■ Excerpted records:
☆ ☆ ☆ ☆

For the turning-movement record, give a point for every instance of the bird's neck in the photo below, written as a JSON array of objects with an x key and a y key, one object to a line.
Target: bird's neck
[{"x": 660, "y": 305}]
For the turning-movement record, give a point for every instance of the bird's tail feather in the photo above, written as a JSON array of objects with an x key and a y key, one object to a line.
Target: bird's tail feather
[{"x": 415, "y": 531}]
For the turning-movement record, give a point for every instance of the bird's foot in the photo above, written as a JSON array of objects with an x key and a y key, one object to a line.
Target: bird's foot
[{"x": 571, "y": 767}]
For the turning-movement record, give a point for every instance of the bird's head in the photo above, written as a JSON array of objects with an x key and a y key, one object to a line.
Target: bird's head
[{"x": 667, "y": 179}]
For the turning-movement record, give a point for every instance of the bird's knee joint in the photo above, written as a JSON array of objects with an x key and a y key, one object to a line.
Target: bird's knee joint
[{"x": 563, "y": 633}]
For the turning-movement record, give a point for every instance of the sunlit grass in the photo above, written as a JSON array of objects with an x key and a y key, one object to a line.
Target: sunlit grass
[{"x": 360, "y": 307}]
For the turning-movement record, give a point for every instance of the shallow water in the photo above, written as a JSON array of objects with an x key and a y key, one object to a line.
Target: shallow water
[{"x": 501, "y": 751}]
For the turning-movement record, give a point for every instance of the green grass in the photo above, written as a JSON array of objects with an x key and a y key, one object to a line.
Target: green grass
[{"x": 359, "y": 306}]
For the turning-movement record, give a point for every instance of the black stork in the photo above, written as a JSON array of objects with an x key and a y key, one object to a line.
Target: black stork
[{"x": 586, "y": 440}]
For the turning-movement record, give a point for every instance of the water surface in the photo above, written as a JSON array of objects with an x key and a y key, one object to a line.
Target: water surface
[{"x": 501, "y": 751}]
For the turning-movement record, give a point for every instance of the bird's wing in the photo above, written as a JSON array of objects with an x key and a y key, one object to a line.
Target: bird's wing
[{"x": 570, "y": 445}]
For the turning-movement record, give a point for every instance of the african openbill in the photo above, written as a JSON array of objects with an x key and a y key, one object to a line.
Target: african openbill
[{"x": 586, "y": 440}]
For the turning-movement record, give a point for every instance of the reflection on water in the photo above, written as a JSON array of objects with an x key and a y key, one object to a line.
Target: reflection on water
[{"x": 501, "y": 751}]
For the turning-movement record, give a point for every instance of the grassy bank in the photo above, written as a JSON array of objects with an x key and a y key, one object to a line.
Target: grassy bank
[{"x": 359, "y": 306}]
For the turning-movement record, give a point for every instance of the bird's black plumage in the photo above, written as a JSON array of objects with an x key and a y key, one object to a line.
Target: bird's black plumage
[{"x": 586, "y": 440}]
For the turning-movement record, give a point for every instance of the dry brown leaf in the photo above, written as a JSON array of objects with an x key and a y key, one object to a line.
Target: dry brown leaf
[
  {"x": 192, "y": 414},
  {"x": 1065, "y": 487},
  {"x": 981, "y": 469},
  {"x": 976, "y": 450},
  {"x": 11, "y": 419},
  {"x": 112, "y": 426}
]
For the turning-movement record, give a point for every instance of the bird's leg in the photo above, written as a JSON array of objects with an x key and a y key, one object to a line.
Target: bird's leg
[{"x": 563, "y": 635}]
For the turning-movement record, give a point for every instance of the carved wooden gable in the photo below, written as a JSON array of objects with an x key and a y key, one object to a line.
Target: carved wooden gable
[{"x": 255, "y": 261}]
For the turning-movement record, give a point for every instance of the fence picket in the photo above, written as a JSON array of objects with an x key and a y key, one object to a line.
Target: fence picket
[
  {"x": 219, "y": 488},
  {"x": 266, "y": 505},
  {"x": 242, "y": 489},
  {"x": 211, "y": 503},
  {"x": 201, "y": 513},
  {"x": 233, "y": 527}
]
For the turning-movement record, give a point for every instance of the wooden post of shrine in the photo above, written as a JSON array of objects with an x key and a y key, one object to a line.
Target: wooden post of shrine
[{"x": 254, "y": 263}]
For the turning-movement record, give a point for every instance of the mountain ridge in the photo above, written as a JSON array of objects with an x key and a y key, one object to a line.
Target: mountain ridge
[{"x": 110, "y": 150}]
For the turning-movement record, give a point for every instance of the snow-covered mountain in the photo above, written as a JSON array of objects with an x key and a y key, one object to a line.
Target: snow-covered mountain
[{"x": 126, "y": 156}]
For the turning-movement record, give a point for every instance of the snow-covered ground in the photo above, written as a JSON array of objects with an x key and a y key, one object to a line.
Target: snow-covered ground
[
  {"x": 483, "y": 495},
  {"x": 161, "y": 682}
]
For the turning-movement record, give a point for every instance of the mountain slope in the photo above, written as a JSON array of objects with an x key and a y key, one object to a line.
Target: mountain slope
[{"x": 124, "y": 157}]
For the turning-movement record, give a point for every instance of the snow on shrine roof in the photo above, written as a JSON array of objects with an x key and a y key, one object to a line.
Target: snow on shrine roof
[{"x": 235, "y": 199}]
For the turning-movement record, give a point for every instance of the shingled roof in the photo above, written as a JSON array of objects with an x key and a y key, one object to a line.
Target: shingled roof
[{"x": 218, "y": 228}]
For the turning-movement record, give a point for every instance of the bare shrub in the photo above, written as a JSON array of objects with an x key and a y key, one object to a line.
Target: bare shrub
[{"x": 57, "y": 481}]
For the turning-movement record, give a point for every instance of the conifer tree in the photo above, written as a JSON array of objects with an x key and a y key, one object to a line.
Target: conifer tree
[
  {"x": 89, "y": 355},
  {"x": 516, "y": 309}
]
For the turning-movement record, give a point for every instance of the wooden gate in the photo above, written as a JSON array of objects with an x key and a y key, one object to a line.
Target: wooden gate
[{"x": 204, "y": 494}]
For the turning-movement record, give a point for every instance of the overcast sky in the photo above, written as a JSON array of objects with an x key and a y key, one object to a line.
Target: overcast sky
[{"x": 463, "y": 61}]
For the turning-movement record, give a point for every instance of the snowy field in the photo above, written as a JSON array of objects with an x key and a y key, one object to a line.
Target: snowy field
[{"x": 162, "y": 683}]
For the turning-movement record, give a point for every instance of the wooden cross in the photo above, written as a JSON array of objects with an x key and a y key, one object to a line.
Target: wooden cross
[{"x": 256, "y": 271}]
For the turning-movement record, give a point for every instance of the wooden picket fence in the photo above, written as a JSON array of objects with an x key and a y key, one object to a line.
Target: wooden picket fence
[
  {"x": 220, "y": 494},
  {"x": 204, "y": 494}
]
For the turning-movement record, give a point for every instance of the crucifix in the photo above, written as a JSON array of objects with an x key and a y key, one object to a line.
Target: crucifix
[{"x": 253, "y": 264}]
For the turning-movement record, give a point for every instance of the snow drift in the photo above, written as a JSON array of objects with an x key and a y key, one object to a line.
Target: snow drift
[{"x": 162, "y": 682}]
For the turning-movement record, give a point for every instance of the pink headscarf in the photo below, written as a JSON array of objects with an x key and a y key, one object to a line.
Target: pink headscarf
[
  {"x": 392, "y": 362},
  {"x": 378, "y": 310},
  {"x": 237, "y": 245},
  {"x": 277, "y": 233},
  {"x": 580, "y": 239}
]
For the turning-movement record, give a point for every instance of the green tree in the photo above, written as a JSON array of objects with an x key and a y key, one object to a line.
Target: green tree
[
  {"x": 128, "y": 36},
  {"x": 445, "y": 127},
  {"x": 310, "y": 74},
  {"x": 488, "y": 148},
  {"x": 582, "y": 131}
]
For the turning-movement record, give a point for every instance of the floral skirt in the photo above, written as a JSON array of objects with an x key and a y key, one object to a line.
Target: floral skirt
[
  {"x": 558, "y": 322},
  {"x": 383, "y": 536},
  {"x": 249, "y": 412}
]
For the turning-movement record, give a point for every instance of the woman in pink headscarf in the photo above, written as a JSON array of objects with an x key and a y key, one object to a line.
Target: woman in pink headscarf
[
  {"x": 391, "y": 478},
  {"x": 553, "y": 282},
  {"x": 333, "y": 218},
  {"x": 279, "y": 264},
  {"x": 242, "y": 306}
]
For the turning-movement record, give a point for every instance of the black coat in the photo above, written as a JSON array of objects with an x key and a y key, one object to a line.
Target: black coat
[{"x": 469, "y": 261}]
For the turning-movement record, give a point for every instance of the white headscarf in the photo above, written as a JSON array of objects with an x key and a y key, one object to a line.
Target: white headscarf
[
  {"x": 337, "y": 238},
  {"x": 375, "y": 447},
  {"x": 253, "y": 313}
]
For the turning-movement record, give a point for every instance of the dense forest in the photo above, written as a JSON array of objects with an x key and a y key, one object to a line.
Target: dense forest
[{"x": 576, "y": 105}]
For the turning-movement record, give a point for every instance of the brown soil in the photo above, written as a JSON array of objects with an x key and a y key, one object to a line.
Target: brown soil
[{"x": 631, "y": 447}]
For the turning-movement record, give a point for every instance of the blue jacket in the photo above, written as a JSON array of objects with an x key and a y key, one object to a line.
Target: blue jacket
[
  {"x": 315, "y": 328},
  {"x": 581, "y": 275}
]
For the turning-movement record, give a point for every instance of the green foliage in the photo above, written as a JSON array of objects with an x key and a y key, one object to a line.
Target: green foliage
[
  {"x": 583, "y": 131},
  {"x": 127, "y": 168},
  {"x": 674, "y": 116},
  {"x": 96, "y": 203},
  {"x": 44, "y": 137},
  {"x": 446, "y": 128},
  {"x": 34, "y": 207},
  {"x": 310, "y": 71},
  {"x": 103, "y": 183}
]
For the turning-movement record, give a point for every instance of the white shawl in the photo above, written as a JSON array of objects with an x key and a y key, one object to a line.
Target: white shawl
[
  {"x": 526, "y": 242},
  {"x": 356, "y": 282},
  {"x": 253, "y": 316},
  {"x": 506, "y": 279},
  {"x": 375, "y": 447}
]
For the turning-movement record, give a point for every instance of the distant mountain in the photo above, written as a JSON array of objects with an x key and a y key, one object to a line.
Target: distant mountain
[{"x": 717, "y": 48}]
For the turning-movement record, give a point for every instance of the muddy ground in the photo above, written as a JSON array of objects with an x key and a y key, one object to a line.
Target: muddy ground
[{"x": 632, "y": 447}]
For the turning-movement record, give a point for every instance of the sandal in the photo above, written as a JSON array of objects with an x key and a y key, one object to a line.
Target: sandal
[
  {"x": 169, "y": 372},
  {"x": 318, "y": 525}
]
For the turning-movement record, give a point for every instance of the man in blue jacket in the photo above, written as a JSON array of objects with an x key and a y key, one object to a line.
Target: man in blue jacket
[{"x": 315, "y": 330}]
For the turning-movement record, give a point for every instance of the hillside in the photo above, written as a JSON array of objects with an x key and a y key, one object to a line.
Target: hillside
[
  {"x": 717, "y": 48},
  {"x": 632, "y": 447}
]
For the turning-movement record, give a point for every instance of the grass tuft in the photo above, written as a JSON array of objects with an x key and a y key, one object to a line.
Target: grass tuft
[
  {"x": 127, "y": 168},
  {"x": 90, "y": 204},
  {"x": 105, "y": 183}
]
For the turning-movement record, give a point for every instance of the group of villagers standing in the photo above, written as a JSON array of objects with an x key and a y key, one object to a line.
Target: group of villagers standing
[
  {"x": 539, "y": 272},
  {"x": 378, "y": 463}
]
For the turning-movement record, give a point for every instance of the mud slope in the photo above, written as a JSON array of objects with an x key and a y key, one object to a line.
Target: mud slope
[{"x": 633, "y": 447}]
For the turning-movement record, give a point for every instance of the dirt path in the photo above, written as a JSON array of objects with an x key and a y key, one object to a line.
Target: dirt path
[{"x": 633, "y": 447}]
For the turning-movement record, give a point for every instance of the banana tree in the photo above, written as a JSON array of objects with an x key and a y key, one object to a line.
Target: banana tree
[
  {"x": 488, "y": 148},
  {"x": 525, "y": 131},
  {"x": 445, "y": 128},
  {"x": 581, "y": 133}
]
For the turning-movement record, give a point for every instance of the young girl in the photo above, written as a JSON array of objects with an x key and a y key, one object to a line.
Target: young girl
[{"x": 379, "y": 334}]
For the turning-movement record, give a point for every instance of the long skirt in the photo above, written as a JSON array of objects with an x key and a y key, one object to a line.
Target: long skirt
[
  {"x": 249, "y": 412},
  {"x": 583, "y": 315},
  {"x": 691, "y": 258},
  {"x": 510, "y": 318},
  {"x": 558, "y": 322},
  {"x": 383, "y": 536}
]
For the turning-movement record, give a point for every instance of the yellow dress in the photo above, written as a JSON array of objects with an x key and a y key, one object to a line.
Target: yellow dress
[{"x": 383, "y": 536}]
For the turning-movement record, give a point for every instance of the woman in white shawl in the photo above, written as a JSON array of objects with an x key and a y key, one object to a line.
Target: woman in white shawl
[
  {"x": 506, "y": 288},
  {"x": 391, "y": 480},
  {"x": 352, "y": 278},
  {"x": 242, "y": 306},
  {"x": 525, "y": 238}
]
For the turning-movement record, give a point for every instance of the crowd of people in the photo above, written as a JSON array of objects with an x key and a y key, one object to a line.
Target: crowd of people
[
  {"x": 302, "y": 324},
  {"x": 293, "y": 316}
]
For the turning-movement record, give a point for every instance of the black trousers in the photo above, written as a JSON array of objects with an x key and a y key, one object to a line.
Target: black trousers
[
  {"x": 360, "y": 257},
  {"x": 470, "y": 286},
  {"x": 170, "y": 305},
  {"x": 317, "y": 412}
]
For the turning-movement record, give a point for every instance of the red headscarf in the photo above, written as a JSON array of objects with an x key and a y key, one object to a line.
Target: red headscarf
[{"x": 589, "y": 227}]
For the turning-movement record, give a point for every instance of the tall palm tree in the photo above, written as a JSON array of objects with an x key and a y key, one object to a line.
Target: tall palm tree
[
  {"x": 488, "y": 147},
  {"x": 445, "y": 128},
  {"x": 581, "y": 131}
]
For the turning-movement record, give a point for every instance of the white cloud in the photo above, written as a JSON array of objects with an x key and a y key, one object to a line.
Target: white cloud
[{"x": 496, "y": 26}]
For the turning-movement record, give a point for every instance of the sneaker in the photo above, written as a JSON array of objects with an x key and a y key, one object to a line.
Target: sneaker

☆ ☆ ☆ ☆

Only the lines from the one containing "the black trousers" to the end of the listing belong in the output, each reproduced exactly.

■ Response to this task:
For the turning-movement record, give a point for every instance of the black trousers in the photo above, written as a JSON array of objects with an x key and a y key, one object to a line.
Target: black trousers
[
  {"x": 360, "y": 257},
  {"x": 470, "y": 286},
  {"x": 170, "y": 305},
  {"x": 317, "y": 412}
]
For the turning-movement record, give a point for every instance of the red headscarf in the photo above, written as a JSON array of objects with an x key and a y key, one object to a line.
Target: red headscarf
[{"x": 589, "y": 227}]
For the turning-movement record, give a point for every instance of the tall palm tree in the photo above, written as a JSON array of objects with an x key and a y key, one object to a line.
Target: tall palm tree
[
  {"x": 488, "y": 147},
  {"x": 445, "y": 128},
  {"x": 581, "y": 131}
]
For the turning-movement record, give a point for every instance of the white cloud in the photo above, written as a JSON array of objects with an x key and a y key, one object to a line.
Target: white cloud
[{"x": 496, "y": 26}]
For the turning-movement record, give a point for every instance of the sneaker in the photo above, written as a JSON array of objects with an x key and a y key, one object to a line.
Target: sneaker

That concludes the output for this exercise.